Dataset excerpts on pointing at objects:
╭──
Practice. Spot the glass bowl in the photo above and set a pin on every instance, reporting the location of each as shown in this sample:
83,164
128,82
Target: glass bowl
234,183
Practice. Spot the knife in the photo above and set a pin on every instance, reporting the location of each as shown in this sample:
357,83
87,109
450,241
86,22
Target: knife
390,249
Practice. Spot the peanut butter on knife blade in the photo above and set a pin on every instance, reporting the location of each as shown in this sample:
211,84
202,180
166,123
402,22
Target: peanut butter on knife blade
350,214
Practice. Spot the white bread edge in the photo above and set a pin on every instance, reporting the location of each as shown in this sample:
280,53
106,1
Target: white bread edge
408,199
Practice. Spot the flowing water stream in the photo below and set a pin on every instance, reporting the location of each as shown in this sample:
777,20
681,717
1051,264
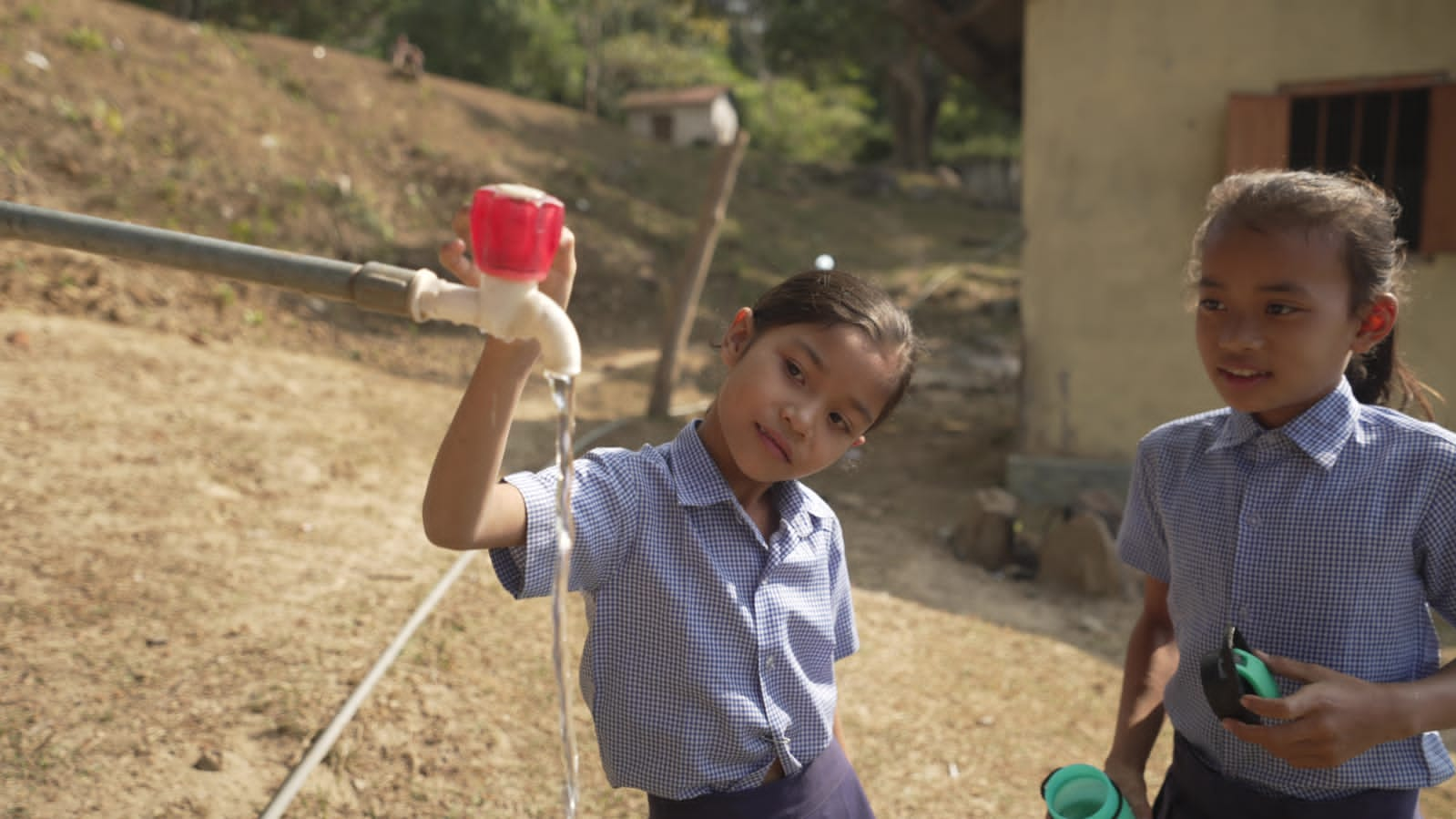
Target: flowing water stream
563,394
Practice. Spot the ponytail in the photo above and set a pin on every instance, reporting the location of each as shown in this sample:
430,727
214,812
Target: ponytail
1380,374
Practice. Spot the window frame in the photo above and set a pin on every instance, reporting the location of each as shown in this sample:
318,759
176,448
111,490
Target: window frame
1258,133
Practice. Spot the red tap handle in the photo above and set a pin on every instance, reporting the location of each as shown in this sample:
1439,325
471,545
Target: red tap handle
514,230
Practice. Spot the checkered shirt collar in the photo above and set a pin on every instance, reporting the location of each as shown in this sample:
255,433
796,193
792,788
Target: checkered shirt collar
1319,432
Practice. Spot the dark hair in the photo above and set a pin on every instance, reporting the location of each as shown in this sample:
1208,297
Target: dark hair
830,298
1358,211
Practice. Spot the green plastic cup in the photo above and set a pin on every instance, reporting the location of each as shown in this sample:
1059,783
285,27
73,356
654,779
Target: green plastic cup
1082,792
1256,673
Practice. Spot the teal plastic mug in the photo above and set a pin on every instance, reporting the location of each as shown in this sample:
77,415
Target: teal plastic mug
1082,792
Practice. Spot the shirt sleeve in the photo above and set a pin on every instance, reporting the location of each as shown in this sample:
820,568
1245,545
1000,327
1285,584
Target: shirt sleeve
605,505
846,636
1140,539
1436,549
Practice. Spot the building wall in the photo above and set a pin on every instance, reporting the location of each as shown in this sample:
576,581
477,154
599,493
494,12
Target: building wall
1125,134
715,123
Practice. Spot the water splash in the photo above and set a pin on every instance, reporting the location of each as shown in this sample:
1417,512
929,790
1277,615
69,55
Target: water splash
564,395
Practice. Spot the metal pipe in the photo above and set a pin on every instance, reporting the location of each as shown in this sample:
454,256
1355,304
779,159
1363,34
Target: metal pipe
373,286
╰──
Work to complete: Output every line of the rows above as a Markdown table with the columns No. and Line, numbering each line and skipping blank ones. Leave the pictures out.

Finished exercise:
| No. | Line |
|---|---|
| 1 | Practice. Spot the glass bowl in the photo above and set a pin on every instance, reporting the location of each as shown in this sample: |
| 2 | 83,164 |
| 3 | 128,82 |
| 4 | Target: glass bowl |
| 5 | 234,183 |
| 6 | Practice. Spot the knife in the photo above and set a pin on every instance, reporting the location of each as shown in this sample: |
| 7 | 357,83 |
| 8 | 87,109 |
| 9 | 450,241 |
| 10 | 86,22 |
| 11 | Target: knife |
| 12 | 390,249 |
| 13 | Practice. Spot the peanut butter on knife blade in the photo above and set a pin on every instance, reporting the location of each as shown in this sample: |
| 14 | 211,84 |
| 15 | 202,180 |
| 16 | 166,123 |
| 17 | 402,22 |
| 18 | Target: peanut butter on knife blade |
| 19 | 350,214 |
| 20 | Practice. Spot the white bread edge in the photo above and set a pin on every instance, reporting the location of each as shown in this sample: |
| 21 | 280,53 |
| 22 | 106,1 |
| 23 | Target: white bread edge |
| 24 | 408,199 |
| 25 | Practice. Spot the flowing water stream in the photo below and set a pin on every instance, reporting the location of each as shown in this sample: |
| 26 | 777,20 |
| 27 | 681,717 |
| 28 | 1051,264 |
| 29 | Target: flowing water stream |
| 30 | 563,394 |
| 31 | Practice. Spot the ponytail in the photo above and set a pin on every instance, reporting the location of each as shown in this sample: |
| 32 | 430,727 |
| 33 | 214,812 |
| 34 | Target: ponytail |
| 35 | 1380,374 |
| 36 | Practice. Spot the window frame in the photo above and set a pin on every instance, reporting the location of each as shown in this sample: |
| 37 | 318,759 |
| 38 | 176,448 |
| 39 | 111,490 |
| 40 | Target: window frame |
| 41 | 1258,133 |
| 42 | Practice. Spot the red tap handle in the photo above and set a pin on every instance, reporting the location of each as shown in this sample: |
| 43 | 1439,325 |
| 44 | 471,545 |
| 45 | Target: red tap handle |
| 46 | 514,230 |
| 47 | Practice. Spot the checkered shirt collar in the photo above and set a pin on every instance, reporting the location of each as shown in this sample: |
| 48 | 255,433 |
| 49 | 796,193 |
| 50 | 792,788 |
| 51 | Target: checkered shirt collar |
| 52 | 1319,432 |
| 53 | Practice. Spot the dark hair in the photo above and set a pin on every instance, reporting the location of each as shown in this sample: |
| 54 | 1208,297 |
| 55 | Target: dark hair |
| 56 | 830,298 |
| 57 | 1358,211 |
| 58 | Practice. Spot the green plastic cup in the photo above and set a pin on every instance, reporting the location of each as shown in this sample: |
| 59 | 1059,783 |
| 60 | 285,27 |
| 61 | 73,356 |
| 62 | 654,779 |
| 63 | Target: green plastic cup |
| 64 | 1082,792 |
| 65 | 1256,673 |
| 66 | Practice. Spot the teal plastic mug in the photo above and set a pin on every instance, reporting the location of each as shown in this sample: |
| 67 | 77,415 |
| 68 | Target: teal plastic mug |
| 69 | 1082,792 |
| 70 | Practice. Spot the shirt sleeve in the photo above and set a pin on every instance, reporting the location of each as shown in this sample: |
| 71 | 820,568 |
| 72 | 1245,545 |
| 73 | 1000,327 |
| 74 | 1285,584 |
| 75 | Target: shirt sleeve |
| 76 | 605,505 |
| 77 | 846,636 |
| 78 | 1140,539 |
| 79 | 1436,549 |
| 80 | Practice. Spot the building wall in the photo above and set a pin on every instance, reporting the location of each as shown in this sample: |
| 81 | 576,581 |
| 82 | 477,154 |
| 83 | 599,493 |
| 84 | 494,12 |
| 85 | Target: building wall |
| 86 | 1125,134 |
| 87 | 715,123 |
| 88 | Practice. Spot the water splash in the photo above and set a pin on every instance, reporting the location of each as shown in this sample: |
| 89 | 1417,512 |
| 90 | 929,790 |
| 91 | 1277,615 |
| 92 | 69,55 |
| 93 | Target: water splash |
| 94 | 564,395 |
| 95 | Practice. Spot the metal pipe in the photo above and set a pin on every instance, reporting the location of each as shown in this sample: |
| 96 | 454,256 |
| 97 | 1355,304 |
| 98 | 779,159 |
| 99 | 1363,34 |
| 100 | Target: metal pipe |
| 101 | 373,286 |